Metavid

Video archive of the US Congress

Help:FAQ

Contents

Use

How do I use Metavid?

There are a number of different ways to search, view and engage with our project. Perhaps you should check out our tutorials

Searching

I searched for a Member of Congress and it says there's no media there, why not?

Well, no speeches or clips have been associated with this search string. However, that does not necessarily mean that they don't exist within the archive. There are a few reasons that could explain why they could not be found.

It's possible that this member of Congress has not spoken in full proceedings, especially if they've been recently elected or appointed. Many members seem to do their best work in committee and don't necessarily make much of a show on the floor.

Our Person identification system uses an open source OCR application called Tesseract to read names from the overlays on ths creen. Our hit rate is fairly high, especially considering that the software is designed for reading print media, but it isn't perfect. Some names inevitably get matched to the wrong person, or not at all.

You can also try to find this member by doing a 'spoken text' search (as opposed to a person search) for their name -- if they are participating in a debate or have their name attached to a bill, it will likely come up. If you find that their name is indeed matching to someone else's, let us know and we'll see if we can tune the system.

I searched for a bill and it says there's no media, why not?

----------

▸ WRITTEN PROBLEM 1
According to the Metavid FAQ, what application does the Person identification system use to read names from on-screen overlays?

----------

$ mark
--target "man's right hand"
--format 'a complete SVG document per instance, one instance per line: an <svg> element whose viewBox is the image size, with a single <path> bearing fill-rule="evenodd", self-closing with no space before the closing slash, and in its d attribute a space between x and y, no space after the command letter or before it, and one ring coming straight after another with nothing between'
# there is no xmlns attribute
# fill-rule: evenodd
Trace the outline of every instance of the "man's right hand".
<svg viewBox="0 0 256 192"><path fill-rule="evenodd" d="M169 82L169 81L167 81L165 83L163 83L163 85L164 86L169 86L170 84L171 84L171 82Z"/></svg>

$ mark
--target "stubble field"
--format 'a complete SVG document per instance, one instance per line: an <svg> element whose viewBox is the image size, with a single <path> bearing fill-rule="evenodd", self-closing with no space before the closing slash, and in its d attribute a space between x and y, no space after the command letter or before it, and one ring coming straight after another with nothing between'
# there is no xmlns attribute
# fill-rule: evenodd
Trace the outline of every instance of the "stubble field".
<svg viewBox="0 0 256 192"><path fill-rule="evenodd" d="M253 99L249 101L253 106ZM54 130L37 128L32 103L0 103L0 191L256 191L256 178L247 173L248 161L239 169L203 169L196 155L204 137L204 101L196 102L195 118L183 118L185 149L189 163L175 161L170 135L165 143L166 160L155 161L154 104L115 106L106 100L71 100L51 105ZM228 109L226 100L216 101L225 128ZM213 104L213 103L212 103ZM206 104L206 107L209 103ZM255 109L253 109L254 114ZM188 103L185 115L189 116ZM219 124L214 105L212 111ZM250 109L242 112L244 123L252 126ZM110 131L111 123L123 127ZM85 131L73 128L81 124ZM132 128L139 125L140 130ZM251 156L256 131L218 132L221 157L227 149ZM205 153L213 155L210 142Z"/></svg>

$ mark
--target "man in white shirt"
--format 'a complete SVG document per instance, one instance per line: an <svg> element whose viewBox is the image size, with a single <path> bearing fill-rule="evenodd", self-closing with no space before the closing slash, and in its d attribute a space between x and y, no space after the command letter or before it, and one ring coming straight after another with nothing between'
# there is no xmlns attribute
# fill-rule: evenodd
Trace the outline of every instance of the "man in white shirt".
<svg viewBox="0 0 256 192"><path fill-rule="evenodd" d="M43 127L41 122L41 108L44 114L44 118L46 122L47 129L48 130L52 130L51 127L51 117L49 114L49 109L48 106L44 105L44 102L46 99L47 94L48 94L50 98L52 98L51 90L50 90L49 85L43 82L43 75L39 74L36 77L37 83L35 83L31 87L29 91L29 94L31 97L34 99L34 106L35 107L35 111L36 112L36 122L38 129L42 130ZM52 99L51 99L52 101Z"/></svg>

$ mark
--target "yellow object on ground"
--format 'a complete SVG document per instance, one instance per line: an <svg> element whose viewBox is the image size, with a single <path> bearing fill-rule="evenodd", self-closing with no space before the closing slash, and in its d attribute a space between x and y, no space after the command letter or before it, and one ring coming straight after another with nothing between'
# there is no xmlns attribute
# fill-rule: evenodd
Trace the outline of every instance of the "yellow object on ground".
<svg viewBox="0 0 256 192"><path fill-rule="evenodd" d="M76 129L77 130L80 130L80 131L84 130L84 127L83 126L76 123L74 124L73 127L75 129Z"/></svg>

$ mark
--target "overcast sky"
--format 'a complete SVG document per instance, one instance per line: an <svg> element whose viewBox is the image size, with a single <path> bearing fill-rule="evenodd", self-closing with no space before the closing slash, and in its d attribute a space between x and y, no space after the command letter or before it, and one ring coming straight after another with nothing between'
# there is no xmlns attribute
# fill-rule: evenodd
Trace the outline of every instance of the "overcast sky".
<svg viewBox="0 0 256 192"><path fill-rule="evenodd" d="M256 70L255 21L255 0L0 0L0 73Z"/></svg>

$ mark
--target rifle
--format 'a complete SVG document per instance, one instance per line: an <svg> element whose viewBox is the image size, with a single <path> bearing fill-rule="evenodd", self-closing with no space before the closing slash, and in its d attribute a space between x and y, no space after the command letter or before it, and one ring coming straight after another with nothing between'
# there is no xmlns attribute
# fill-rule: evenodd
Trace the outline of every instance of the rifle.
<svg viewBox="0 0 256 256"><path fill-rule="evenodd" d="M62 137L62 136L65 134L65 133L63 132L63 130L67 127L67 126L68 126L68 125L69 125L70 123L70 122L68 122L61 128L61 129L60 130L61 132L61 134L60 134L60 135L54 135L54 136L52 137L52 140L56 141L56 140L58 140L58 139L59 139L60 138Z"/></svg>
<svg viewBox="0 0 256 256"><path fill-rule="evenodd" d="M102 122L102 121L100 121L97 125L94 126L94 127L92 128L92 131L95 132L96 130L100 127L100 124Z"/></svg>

----------

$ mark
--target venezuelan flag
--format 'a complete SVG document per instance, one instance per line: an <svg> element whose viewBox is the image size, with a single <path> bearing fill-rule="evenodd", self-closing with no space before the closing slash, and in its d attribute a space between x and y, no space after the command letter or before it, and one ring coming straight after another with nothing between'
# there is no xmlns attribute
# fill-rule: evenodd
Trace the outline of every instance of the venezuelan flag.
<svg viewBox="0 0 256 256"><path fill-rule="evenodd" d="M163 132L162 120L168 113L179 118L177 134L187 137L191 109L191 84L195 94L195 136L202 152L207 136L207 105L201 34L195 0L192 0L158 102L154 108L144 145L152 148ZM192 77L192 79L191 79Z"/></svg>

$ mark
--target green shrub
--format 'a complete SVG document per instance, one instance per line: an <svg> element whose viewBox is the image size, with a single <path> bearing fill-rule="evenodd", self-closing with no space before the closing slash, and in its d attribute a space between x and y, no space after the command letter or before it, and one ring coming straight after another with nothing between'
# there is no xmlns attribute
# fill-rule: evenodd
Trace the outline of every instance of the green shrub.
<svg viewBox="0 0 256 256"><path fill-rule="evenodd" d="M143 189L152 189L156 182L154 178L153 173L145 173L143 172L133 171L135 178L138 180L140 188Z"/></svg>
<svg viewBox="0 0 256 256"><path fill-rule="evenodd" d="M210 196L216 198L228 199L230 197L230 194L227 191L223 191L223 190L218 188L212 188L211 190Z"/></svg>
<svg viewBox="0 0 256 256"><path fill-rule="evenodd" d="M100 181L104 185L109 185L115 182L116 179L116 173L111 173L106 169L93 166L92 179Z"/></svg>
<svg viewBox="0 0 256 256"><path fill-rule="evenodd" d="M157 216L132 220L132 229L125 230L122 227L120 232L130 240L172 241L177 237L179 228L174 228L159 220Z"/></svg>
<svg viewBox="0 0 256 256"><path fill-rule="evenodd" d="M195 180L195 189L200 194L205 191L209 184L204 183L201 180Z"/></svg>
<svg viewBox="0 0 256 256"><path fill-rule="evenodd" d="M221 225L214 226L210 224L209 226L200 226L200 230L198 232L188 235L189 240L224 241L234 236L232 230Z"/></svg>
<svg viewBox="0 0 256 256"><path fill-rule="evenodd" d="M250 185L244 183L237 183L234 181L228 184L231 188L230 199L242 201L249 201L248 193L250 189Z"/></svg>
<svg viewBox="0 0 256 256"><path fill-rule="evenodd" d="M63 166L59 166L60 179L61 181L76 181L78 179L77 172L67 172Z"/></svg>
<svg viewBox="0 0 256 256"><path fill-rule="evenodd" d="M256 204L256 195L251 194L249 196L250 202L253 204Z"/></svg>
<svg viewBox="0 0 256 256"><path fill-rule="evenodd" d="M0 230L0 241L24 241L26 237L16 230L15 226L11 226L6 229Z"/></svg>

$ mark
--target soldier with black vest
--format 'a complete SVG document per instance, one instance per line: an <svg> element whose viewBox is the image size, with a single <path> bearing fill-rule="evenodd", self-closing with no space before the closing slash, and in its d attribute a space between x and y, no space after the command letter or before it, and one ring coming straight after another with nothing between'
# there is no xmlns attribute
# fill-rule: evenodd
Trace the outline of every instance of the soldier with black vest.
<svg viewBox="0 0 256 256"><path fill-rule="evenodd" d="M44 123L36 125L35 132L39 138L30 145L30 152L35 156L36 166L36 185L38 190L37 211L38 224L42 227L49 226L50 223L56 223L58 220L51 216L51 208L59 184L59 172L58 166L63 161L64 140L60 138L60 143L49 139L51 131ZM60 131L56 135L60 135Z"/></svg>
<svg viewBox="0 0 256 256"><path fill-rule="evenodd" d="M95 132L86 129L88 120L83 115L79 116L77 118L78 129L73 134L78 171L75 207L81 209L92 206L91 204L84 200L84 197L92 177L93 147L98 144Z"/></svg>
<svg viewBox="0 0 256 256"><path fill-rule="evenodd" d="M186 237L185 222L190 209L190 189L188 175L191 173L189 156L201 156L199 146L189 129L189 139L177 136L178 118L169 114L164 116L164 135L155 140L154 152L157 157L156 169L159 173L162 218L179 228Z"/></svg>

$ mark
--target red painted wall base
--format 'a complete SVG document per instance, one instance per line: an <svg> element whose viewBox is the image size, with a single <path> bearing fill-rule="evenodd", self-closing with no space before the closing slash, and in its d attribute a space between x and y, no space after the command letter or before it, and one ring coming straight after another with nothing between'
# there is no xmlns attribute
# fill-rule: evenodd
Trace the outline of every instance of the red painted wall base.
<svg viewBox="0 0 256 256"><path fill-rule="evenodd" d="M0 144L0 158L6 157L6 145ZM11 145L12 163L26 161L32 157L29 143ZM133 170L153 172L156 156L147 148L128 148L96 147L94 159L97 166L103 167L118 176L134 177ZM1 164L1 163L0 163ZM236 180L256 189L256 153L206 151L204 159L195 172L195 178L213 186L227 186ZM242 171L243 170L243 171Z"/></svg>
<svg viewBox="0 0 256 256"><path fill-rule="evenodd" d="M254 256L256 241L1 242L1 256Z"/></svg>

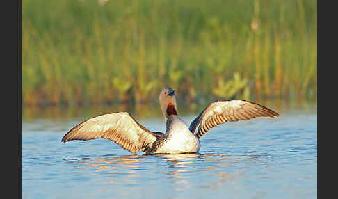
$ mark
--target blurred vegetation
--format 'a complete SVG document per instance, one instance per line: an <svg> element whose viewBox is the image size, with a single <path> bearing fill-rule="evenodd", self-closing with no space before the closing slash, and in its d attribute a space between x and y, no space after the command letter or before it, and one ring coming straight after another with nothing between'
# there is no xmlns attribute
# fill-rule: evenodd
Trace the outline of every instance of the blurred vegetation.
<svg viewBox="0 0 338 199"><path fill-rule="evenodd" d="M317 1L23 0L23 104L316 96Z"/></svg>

----------

▸ WRITTEN PROBLEM 2
Pull out every line of the records that contains the string "field", matching case exactly.

▸ FINAL RESULT 1
It uses Tesseract, an open source OCR application.

▸ FINAL RESULT 2
--target "stubble field"
Trace the outline of every instance of the "stubble field".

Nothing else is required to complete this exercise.